* Directions:
a – Answer these questions from the essay about living with an ostomy:
(i) What treatments at MD Anderson does the writer credit with being alive today?
(ii) What is the profession of the writer's dad?
(iii) For how many years has the writer suffered health issues related to colorectal cancer?
b – Write out the part of the essay about living with an ostomy that opens with the words containing "When people see" and closes with "and ostomy bag.".

* Selected excerpt:
+ + + + +
When people see me they see Allison -- a goofy, outgoing, big-hearted friend, sister and daughter. Not a cancer patient. And that's what I want. I won't allow my past -- my cancer -- to define me.
For the past three years, I have suffered through many health issues related to colorectal cancer. I'm alive today thanks to my radiation and chemotherapy treatment as well as a surgical colectomy received at MD Anderson. I now have a temporary ileostomy and ostomy bag.
Although my ostomy bag presents some challenges, I haven't allowed it to stop me from living. In fact, cancer has made me realize I need to start living more.
Adjusting to life with an ostomy
It took a while to adjust to my new life and find ostomy hardware that allowed me to live a normal lifestyle. At first, I had skin irritation issues, leakage and other side effects. I spent so much time at MD Anderson that I felt like I was renting a room in the wound ostomy clinic. But between the nurses, my dad, who's a dermatologist, and my mom making endless phone calls, I finally found what worked best for me. That didn't happen overnight, though, and many days ended in a good cry.
+ + + + +
* Supplied information:
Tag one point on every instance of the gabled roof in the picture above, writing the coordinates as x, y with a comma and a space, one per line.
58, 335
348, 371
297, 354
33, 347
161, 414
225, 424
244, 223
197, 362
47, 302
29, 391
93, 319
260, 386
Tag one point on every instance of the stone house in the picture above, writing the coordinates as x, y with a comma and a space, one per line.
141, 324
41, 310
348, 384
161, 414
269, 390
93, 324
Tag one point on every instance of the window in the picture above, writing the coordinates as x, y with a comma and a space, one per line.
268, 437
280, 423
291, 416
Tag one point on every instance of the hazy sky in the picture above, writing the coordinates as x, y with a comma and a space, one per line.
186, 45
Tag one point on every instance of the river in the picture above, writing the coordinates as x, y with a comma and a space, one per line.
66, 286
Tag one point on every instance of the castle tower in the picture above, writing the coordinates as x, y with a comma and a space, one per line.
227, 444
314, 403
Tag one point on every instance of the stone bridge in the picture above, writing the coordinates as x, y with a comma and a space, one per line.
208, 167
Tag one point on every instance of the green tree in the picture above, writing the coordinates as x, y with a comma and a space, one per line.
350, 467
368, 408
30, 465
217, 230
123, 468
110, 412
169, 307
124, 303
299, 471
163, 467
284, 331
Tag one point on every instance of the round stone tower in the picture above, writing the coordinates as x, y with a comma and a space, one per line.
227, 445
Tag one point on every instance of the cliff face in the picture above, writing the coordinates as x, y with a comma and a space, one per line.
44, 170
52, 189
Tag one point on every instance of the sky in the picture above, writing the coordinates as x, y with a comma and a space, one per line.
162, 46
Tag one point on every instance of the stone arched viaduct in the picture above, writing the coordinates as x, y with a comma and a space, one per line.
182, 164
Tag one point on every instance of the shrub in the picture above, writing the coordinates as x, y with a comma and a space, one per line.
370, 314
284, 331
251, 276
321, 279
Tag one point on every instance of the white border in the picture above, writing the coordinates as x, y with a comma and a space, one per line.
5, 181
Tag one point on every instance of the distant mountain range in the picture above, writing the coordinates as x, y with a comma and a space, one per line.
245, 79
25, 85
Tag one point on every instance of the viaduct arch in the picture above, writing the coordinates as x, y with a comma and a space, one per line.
+ + + + +
* Outputs by task:
a –
(i) Radiation and chemotherapy treatment, as well as a surgical colectomy.
(ii) He is a dermatologist.
(iii) Three years.

b –
When people see me they see Allison -- a goofy, outgoing, big-hearted friend, sister and daughter. Not a cancer patient. And that's what I want. I won't allow my past -- my cancer -- to define me.
For the past three years, I have suffered through many health issues related to colorectal cancer. I'm alive today thanks to my radiation and chemotherapy treatment as well as a surgical colectomy received at MD Anderson. I now have a temporary ileostomy and ostomy bag.